## Stated exercise
Reproduce every line of the material between the lines holding "like [(935, 132)]." and "[(1056, 438), (250, 402), (80, 416), (935, 429)]", inclusive, and scale each point coordinate in the answers by 2.3, rounding to whole numbers with halves going up. Keep the requests and their format samples unchanged.

— Begin Data for this task —

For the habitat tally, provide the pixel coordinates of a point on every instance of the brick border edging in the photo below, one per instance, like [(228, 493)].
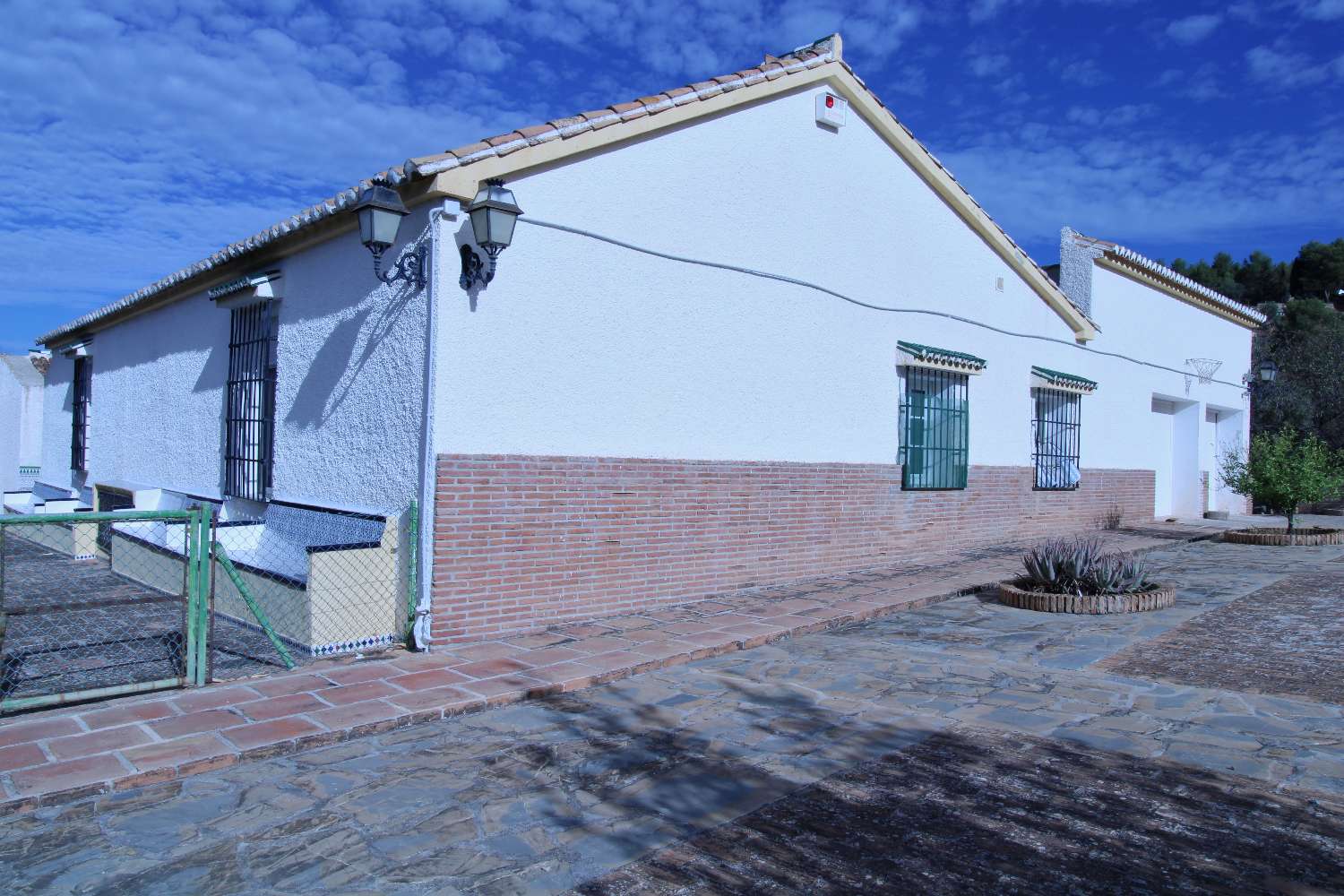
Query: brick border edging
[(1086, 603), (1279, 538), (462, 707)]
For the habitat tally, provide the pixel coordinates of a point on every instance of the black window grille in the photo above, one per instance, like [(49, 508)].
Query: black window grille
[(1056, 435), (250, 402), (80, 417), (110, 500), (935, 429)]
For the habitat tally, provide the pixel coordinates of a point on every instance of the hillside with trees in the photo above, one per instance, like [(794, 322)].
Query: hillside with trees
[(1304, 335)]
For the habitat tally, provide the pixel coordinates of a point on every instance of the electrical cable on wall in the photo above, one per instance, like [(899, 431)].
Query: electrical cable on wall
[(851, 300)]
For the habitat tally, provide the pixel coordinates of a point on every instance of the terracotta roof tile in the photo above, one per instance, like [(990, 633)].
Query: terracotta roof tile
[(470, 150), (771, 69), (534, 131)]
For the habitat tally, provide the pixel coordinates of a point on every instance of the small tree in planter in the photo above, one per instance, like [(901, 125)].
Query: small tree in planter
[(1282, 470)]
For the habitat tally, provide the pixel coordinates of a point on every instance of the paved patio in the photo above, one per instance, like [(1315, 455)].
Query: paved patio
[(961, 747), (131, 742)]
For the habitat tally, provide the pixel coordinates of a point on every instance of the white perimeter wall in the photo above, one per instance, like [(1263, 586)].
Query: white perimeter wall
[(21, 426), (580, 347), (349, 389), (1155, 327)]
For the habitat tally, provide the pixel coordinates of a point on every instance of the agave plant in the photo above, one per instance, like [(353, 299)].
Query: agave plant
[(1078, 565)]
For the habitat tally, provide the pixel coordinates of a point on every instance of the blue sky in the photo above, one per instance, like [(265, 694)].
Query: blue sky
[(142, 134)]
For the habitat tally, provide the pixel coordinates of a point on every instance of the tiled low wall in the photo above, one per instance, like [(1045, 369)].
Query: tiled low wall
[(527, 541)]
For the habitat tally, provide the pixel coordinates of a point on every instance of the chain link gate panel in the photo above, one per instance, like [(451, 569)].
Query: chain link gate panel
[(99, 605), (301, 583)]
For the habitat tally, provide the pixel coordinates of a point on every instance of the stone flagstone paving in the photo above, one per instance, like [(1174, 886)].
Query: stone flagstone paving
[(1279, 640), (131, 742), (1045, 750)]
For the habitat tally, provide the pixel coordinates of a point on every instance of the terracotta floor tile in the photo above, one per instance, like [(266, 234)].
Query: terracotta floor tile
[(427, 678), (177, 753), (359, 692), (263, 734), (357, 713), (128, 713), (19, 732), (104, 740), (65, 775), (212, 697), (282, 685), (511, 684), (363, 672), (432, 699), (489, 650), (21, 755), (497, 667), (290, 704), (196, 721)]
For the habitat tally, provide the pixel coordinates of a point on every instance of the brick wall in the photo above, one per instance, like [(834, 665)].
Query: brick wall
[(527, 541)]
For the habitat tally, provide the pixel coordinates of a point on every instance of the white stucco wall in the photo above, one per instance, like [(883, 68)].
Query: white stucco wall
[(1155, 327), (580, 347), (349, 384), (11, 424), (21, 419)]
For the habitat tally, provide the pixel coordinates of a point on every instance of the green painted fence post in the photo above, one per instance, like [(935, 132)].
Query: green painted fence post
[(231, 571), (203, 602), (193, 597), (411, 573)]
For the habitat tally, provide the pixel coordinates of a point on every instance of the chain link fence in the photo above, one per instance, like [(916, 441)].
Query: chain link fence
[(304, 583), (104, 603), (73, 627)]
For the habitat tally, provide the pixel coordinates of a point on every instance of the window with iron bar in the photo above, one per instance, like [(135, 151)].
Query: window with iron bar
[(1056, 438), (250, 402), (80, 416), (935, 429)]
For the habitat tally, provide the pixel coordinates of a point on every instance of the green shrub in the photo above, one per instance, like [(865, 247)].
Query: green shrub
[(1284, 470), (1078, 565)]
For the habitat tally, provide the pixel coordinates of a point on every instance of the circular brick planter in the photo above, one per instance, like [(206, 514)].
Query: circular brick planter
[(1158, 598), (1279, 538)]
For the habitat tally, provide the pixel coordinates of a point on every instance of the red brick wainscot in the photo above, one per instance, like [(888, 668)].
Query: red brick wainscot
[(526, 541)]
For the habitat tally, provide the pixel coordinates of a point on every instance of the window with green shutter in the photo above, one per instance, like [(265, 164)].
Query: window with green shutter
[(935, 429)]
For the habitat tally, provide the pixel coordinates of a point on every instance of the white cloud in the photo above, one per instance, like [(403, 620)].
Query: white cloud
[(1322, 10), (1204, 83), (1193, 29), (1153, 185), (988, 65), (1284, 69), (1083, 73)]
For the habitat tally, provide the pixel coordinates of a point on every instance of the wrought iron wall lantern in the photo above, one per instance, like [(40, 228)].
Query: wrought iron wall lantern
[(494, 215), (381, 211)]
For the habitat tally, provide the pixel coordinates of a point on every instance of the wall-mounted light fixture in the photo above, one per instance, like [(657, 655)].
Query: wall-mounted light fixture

— End Data for this task —

## Problem solution
For the habitat tally, provide the pixel coordinates of a point on every instance of the green painted fence post in the photo above, one per instance, like [(935, 132)].
Query: green painted fence post
[(531, 1313), (467, 1385), (444, 1373), (945, 1318)]
For the habitat tally, provide the pixel coordinates of a point on every instance of the chain link fence in the photo above, one per instance, like [(916, 441)].
Query: chain link fence
[(699, 1341), (239, 1387), (168, 1442)]
For the habitat tally, provide the pixel coordinates of a point on every instance of the window with iron bar in the photo above, one per instance, like [(135, 151)].
Query: window with iron bar
[(2429, 1007), (575, 925), (184, 957), (2151, 987)]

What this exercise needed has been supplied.